● Task inputs
++++++

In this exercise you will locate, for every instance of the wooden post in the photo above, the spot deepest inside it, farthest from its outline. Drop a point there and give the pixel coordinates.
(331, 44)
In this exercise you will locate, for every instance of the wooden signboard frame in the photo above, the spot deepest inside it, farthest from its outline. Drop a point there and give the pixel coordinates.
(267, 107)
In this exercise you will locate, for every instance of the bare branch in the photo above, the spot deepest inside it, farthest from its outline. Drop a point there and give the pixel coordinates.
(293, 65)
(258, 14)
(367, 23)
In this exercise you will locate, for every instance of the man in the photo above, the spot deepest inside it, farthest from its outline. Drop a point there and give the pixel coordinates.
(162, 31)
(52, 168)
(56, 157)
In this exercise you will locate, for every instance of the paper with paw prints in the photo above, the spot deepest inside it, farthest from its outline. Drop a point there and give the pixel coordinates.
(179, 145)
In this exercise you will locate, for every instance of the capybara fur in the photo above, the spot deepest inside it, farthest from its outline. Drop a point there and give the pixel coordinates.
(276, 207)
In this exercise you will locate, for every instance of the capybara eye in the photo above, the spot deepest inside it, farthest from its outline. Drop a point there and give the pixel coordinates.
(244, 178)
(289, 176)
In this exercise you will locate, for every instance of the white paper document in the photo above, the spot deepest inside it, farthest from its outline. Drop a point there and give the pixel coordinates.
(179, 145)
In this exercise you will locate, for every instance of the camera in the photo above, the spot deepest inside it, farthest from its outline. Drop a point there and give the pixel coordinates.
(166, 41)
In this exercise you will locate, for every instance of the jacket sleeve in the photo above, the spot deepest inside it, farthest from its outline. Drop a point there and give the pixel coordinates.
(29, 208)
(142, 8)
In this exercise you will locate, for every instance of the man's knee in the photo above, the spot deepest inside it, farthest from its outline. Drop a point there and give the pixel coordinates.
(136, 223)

++++++

● Brief
Repeat every record, exactly as written.

● The result
In this exercise you will locate, for every instance of the wooden post in the photo above, the spot deepest inside it, farthest from its outline. Drop a point there and give the pixel coordinates.
(331, 44)
In this exercise you will locate, for every instance of the wooden signboard frame in the photo above, the spot deepest inside it, farthest from its outline. Drop a point there and give the pixel coordinates.
(267, 107)
In this exercise you will locate, for every instance of the bare branch in the photo above, the spot deepest inside it, farthest from its outline. Drop a point there and give the pixel coordinates.
(293, 65)
(258, 14)
(367, 23)
In this exercise you will locate, for every instance of the man in the photo above, the spot deepest inside it, farthest from its outline. Drop a point there and give the pixel coordinates.
(162, 31)
(52, 168)
(56, 157)
In this exercise you will locate, for every instance of the paper with paw prints in the photo above, the spot deepest inside it, farthest from its outline. Drop a point there and give the pixel coordinates.
(179, 145)
In this exercise you will locate, for every instance of the capybara fur in the photo above, the spot deepest inside it, farthest from its outline. Drop a point there and give the pixel coordinates.
(276, 207)
In this exercise you will locate, for every instance of the capybara eye in the photo above, the spot deepest inside it, farthest from its outline. Drop a point there and give the pixel coordinates.
(244, 178)
(289, 176)
In this exercise you will locate, for every instance of the white paper document in the photo above, the spot deepest inside it, farthest from its outline. Drop a point there and give the pixel coordinates.
(179, 145)
In this exercise you will locate, for every instance of the camera in the photo above, the spot deepest inside it, farthest from its outline. Drop a point there and give the pixel coordinates.
(166, 41)
In this exercise you will locate, for every instance of the jacket sleeve in the photo above, the spot deepest inside it, farthest from its outline. Drop a point there and give the pixel coordinates.
(29, 208)
(142, 8)
In this exercise you will locate, for every instance of the man's knee in the photo above, the spot deepest inside it, farthest from its outline. Drop a point there and give the pixel coordinates.
(136, 223)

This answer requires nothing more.